Directions for this task:
Please update the IVIG identification text, beginning at "We used RxNorm" and stopping after "time of administration.", and write that part out again with "median" replaced by "mean".

Text shown:
»»

2.2 Identification of Intravenous Immunoglobulin (IVIG) Administrations

We used RxNorm Concept Unique Identifier (RxCUI) codes (see Online Supplemental Material (OSM), Resource 1, Supplemental Table 1) to identify patients who were administered an IVIG product, extracting time stamps for infusion start times and the location of the administration, classified as either inpatient (IP) or outpatient (OP). For patients who underwent more than one IVIG administration during the study period, we assessed the median number of days between the administrations (administration cadence). Indication for IVIG administration was determined based on the primary ICD code associated with the encounter during which IVIG was administered, and indications for administration were grouped as described in Supplemental Table 2 (see OSM Resource 1). We extracted age at time of administration, sex, race/ethnicity, and insurance status at the time of administration.

««

Provided data:
»»

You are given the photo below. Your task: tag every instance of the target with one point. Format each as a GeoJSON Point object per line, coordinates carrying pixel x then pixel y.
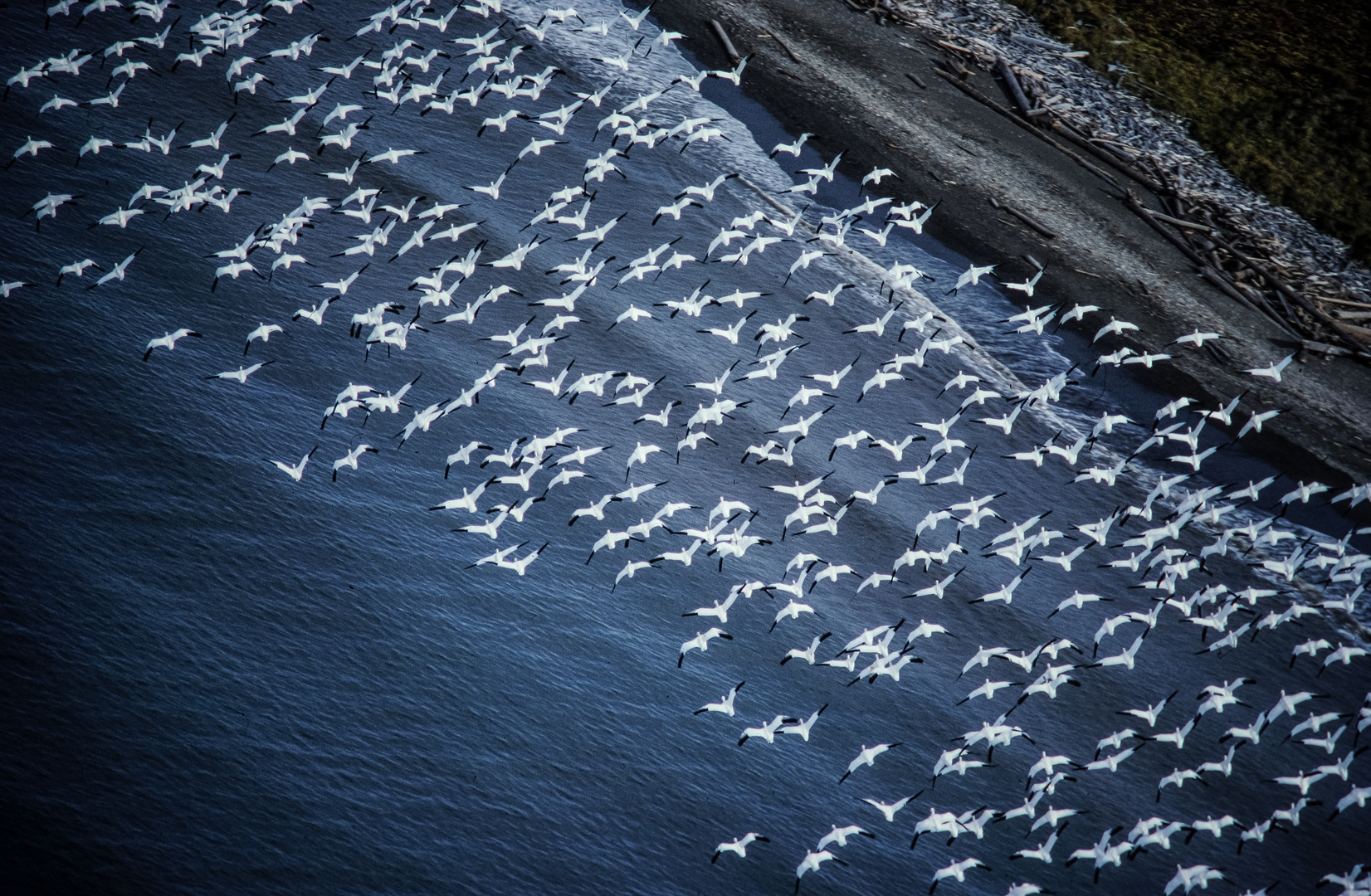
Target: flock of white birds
{"type": "Point", "coordinates": [464, 75]}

««

Task output:
We used RxNorm Concept Unique Identifier (RxCUI) codes (see Online Supplemental Material (OSM), Resource 1, Supplemental Table 1) to identify patients who were administered an IVIG product, extracting time stamps for infusion start times and the location of the administration, classified as either inpatient (IP) or outpatient (OP). For patients who underwent more than one IVIG administration during the study period, we assessed the mean number of days between the administrations (administration cadence). Indication for IVIG administration was determined based on the primary ICD code associated with the encounter during which IVIG was administered, and indications for administration were grouped as described in Supplemental Table 2 (see OSM Resource 1). We extracted age at time of administration, sex, race/ethnicity, and insurance status at the time of administration.